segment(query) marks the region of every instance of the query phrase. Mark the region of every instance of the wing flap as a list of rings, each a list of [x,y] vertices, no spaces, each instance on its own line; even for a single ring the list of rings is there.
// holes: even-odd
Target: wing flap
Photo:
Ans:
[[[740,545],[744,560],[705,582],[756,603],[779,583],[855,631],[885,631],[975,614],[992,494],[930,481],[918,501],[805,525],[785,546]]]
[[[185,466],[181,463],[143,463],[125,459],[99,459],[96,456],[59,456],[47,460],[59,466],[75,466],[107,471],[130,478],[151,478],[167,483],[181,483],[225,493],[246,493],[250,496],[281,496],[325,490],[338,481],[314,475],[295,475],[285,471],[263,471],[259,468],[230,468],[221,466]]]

| Written exercise |
Please reproduce all of the material above line for line, with no changes.

| Result for this exercise |
segment(query) marks the region of every instance of the query phrase. Mark the region of every instance of the wing flap as a list of rings, each a list of [x,y] vertices, no spaces, each instance on its own line; even for a single ring the list of rings is there.
// holes: even-odd
Target: wing flap
Photo:
Ans:
[[[740,545],[744,560],[705,582],[756,603],[779,583],[855,631],[885,631],[975,614],[992,494],[930,481],[918,501],[805,525],[785,546]]]
[[[185,466],[181,463],[143,463],[125,459],[99,459],[96,456],[59,456],[47,460],[59,466],[75,466],[107,471],[130,478],[151,478],[167,483],[181,483],[225,493],[246,493],[250,496],[281,496],[325,490],[338,481],[314,475],[295,475],[285,471],[263,471],[259,468],[230,468],[221,466]]]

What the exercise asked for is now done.